● CHALLENGE 1
According to the book description, what did the East German communist regime try to control in order to legitimize its rule?

● PASSAGE TO READ
========================================================================
By looking at state-sponsored memory projects, such as memorials, commemorations, and historical museums, this book reveals that the East German communist regime obsessively monitored and attempted to control public representations of the past to legitimize its rule. It demonstrates that the regime's approach to memory politics was not stagnant, but rather evolved over time to meet different demands and potential threats to its legitimacy. Ultimately the party found it increasingly difficult to control the public portrayal of the past, and some dissidents were able to turn the party's memory politics against the state to challenge its claims of moral authority.

Includes bibliographical references and index.

Description based on print version record.

Electronic reproduction. Ann Arbor, MI : ProQuest, 2015. Available via World Wide Web. Access may be limited to ProQuest affiliated libraries.
========================================================================
● THE INPUT
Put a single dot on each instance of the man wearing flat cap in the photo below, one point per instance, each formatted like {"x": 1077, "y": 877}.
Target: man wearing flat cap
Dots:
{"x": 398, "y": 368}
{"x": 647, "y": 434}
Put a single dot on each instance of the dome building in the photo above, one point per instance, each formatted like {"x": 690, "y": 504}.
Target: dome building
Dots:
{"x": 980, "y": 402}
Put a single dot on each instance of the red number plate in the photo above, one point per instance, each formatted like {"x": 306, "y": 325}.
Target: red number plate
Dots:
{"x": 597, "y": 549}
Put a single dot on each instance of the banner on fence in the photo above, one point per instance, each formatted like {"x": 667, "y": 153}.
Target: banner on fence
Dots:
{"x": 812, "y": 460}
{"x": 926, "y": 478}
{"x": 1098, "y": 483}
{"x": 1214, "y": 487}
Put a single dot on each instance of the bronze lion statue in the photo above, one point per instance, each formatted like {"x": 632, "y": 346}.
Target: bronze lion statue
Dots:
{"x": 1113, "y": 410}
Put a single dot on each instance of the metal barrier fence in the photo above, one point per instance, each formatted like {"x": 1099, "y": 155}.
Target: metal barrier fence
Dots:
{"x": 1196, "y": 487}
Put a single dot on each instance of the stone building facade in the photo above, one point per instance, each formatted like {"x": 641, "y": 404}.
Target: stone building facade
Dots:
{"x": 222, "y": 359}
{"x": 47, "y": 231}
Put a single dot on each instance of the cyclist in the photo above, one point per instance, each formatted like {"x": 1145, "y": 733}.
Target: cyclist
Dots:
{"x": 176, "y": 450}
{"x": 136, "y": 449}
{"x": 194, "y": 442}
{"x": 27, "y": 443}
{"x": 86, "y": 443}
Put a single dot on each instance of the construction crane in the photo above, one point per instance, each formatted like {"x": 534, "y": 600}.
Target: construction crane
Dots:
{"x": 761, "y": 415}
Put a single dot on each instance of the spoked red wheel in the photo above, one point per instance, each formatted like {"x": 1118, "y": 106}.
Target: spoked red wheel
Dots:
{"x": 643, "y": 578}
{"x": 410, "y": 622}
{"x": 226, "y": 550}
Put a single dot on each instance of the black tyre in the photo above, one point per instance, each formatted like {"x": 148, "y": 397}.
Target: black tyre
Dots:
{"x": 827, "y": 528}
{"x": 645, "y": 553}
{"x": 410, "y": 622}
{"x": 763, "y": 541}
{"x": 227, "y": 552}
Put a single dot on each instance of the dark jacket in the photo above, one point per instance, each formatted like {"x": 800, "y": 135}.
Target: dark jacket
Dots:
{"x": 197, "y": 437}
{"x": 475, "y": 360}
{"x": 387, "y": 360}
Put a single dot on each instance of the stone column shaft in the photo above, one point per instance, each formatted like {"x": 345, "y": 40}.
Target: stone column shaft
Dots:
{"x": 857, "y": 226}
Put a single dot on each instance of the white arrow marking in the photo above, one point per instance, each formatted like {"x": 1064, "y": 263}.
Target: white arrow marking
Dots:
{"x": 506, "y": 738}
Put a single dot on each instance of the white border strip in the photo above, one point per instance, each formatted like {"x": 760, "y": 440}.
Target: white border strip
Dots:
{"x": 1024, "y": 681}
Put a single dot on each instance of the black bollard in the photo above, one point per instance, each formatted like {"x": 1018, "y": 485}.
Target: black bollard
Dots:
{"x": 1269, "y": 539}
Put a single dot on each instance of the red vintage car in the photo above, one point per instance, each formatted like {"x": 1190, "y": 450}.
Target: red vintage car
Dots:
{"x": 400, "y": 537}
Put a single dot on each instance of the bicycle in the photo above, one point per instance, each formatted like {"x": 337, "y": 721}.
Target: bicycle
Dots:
========================================================================
● CHALLENGE 2
In the listing, start at the line that has "Put a single dot on each instance of the red vintage" and rewrite everything through the last line of the listing, changing "vintage" to "classic" and leaving everything else as it is.

● FULL OUTPUT 1
Public representations of the past.

● FULL OUTPUT 2
Put a single dot on each instance of the red classic car in the photo above, one point per instance, each formatted like {"x": 1190, "y": 450}.
Target: red classic car
Dots:
{"x": 400, "y": 537}
Put a single dot on each instance of the bicycle in the photo above, one point per instance, each formatted like {"x": 337, "y": 721}.
Target: bicycle
Dots:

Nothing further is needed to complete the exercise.